Dataset entries
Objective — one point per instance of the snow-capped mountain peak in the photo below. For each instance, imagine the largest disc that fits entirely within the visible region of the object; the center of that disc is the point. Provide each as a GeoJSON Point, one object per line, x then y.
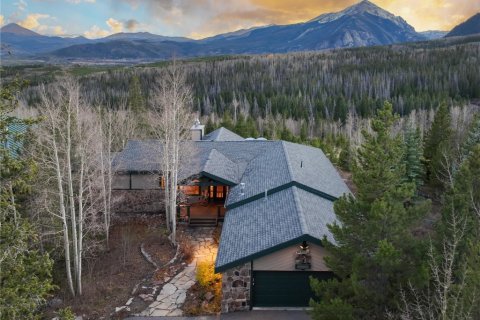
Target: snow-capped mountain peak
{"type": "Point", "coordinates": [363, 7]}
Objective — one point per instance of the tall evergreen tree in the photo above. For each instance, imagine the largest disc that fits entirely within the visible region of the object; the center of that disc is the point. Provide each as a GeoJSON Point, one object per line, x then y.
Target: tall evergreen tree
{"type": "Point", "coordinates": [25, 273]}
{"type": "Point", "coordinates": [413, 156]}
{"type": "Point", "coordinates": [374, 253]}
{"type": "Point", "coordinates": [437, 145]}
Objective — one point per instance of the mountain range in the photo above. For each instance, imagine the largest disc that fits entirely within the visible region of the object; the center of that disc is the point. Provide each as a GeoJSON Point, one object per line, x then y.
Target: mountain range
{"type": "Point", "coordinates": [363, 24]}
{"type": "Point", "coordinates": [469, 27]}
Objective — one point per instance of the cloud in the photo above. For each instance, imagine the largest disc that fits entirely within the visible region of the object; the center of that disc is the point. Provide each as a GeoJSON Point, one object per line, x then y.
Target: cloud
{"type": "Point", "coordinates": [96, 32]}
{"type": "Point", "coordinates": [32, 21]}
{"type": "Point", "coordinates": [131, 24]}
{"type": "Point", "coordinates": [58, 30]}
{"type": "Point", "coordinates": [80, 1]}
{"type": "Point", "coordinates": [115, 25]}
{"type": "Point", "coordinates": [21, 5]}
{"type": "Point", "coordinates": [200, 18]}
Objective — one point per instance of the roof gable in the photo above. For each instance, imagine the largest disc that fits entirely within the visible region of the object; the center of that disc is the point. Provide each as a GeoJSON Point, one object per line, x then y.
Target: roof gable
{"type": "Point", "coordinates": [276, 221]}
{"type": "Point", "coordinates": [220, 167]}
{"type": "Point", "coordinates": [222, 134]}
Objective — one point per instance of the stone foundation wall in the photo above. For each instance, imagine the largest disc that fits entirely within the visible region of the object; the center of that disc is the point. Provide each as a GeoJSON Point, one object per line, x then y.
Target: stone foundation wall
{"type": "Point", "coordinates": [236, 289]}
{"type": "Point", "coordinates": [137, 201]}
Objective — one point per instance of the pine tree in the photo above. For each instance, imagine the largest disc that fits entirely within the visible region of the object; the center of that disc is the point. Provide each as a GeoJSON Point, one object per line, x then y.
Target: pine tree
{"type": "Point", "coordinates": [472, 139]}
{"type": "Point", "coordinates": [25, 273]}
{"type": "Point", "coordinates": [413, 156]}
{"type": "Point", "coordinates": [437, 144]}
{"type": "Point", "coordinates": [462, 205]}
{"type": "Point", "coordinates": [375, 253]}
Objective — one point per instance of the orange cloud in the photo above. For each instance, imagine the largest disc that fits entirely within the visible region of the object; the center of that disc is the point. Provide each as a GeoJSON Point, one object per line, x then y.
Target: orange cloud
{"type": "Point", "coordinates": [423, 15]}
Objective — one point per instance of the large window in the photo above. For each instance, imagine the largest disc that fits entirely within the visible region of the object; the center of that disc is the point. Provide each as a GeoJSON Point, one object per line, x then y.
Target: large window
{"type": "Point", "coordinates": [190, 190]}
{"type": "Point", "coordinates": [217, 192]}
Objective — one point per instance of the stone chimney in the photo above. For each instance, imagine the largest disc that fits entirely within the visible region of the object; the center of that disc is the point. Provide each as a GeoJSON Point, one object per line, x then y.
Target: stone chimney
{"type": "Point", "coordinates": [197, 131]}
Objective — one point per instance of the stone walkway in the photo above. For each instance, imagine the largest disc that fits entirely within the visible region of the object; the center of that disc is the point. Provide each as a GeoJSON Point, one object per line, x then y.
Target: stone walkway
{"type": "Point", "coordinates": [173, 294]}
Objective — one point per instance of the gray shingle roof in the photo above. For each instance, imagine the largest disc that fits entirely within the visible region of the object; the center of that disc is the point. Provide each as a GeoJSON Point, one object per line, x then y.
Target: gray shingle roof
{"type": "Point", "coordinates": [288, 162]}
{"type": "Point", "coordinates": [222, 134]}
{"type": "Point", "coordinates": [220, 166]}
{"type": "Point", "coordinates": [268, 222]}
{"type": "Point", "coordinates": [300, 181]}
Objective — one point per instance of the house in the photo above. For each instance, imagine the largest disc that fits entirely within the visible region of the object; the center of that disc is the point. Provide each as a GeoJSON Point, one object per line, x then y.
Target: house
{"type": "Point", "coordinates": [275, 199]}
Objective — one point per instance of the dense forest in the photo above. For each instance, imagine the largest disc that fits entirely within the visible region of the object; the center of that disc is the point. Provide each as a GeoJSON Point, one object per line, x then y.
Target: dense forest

## [What to produce]
Keep every word of the records above exactly, and return them with no pictures.

## [Exercise response]
Objective — one point per instance of the snow-capped mountain peak in the photo below. For each instance, imagine the largest disc that fits entirely within the visible region of the object; the center of that disc is the point. Provide each as a GeoJSON Point, one object per line, x then y.
Target: snow-capped mountain peak
{"type": "Point", "coordinates": [363, 7]}
Objective — one point per instance of the tall evergreen tree in the photo above. For each instance, imagine the largest disc that fits entirely within the visible region of the object; the center of that disc is the point. Provide each as a GeoJSON Point, one object per line, x then y.
Target: tall evergreen tree
{"type": "Point", "coordinates": [25, 273]}
{"type": "Point", "coordinates": [413, 156]}
{"type": "Point", "coordinates": [374, 253]}
{"type": "Point", "coordinates": [437, 145]}
Objective — one point per instance of the mountain range in the photo above. For each instance, imagine the largest disc that fits entirely within the visible region of the object; the center of that disc is the point. Provide each as a GeoJSON Point, one object per line, x then y.
Target: mountain range
{"type": "Point", "coordinates": [363, 24]}
{"type": "Point", "coordinates": [469, 27]}
Objective — one point per instance of the cloud in the photo above. For each instance, imagine the largest disc that fits entirely within the visible region of the object; the center of that disc is the point. Provide each as a GeoJSON Point, one object per line, x then y.
Target: cloud
{"type": "Point", "coordinates": [96, 32]}
{"type": "Point", "coordinates": [32, 21]}
{"type": "Point", "coordinates": [131, 24]}
{"type": "Point", "coordinates": [58, 30]}
{"type": "Point", "coordinates": [80, 1]}
{"type": "Point", "coordinates": [115, 25]}
{"type": "Point", "coordinates": [21, 5]}
{"type": "Point", "coordinates": [200, 18]}
Objective — one point per instance of the roof gable in the photo above. For each instance, imagine the largest disc that fits entirely within the visible region of the object; the center of that disc is the point. Provide each as a GeoJSON Point, one object per line, x then y.
Target: roof gable
{"type": "Point", "coordinates": [276, 221]}
{"type": "Point", "coordinates": [220, 167]}
{"type": "Point", "coordinates": [222, 134]}
Objective — one point per instance of the stone foundation wall in the photo above. For each instance, imagine the largest disc that fits entirely within the visible region of the object; the center of that disc is the point. Provide each as a GeoJSON Point, one object per line, x then y.
Target: stone foundation wall
{"type": "Point", "coordinates": [236, 289]}
{"type": "Point", "coordinates": [137, 201]}
Objective — one point per instance of the pine tree in the photo above. For each instance, imagine the largest disc that fits entirely within the visible region of the object; the center of that disc is the point. Provide each as a GeoJSON Point, one object per line, x then y.
Target: pine tree
{"type": "Point", "coordinates": [472, 139]}
{"type": "Point", "coordinates": [25, 273]}
{"type": "Point", "coordinates": [413, 156]}
{"type": "Point", "coordinates": [437, 144]}
{"type": "Point", "coordinates": [462, 205]}
{"type": "Point", "coordinates": [375, 253]}
Objective — one point per instance of the orange cloud in the photo above. For each instance, imagine the largest disc that fits entirely within the visible region of the object; the center of that disc is the point. Provide each as a GeoJSON Point, one object per line, x then y.
Target: orange cloud
{"type": "Point", "coordinates": [423, 15]}
Objective — one point per instance of the large window in the photo above. For each instance, imagine the largest disc that fits entirely within the visible region of the object; the center of that disc is the point. Provide each as a GeoJSON Point, one object per line, x then y.
Target: large window
{"type": "Point", "coordinates": [190, 190]}
{"type": "Point", "coordinates": [217, 192]}
Objective — one point per instance of the stone chimney in the photo above. For each instance, imagine the largest disc that fits entirely within the visible region of the object; the center of that disc is the point. Provide each as a GeoJSON Point, one object per line, x then y.
Target: stone chimney
{"type": "Point", "coordinates": [197, 131]}
Objective — one point per instance of the stone walkway in the photo above. For each instance, imagine the largest disc that fits entirely within the visible region of the object; the center of that disc is the point. Provide each as a GeoJSON Point, one object per line, x then y.
Target: stone walkway
{"type": "Point", "coordinates": [173, 294]}
Objective — one point per instance of the gray shingle roof in the photo above. For each instance, imagine the largest disc that fits entirely within the visible region of the object; the center of that disc is the point. Provide each as a GeoJSON Point, one object per line, x then y.
Target: gray shingle roof
{"type": "Point", "coordinates": [288, 162]}
{"type": "Point", "coordinates": [222, 134]}
{"type": "Point", "coordinates": [220, 166]}
{"type": "Point", "coordinates": [268, 222]}
{"type": "Point", "coordinates": [300, 181]}
Objective — one point per instance of the house in the photo above. For each instance, imagine the largest disc that fits entirely within the visible region of the object; the center of that disc is the point. Provide each as a GeoJSON Point, one object per line, x then y.
Target: house
{"type": "Point", "coordinates": [275, 199]}
Objective — one point per instance of the dense forest in the photo above. For each instance, imagine the largest disc that fits entirely within the visible region of the object; the center of that disc is the point. Provide each as a GeoJSON Point, one object per line, x then y.
Target: dense forest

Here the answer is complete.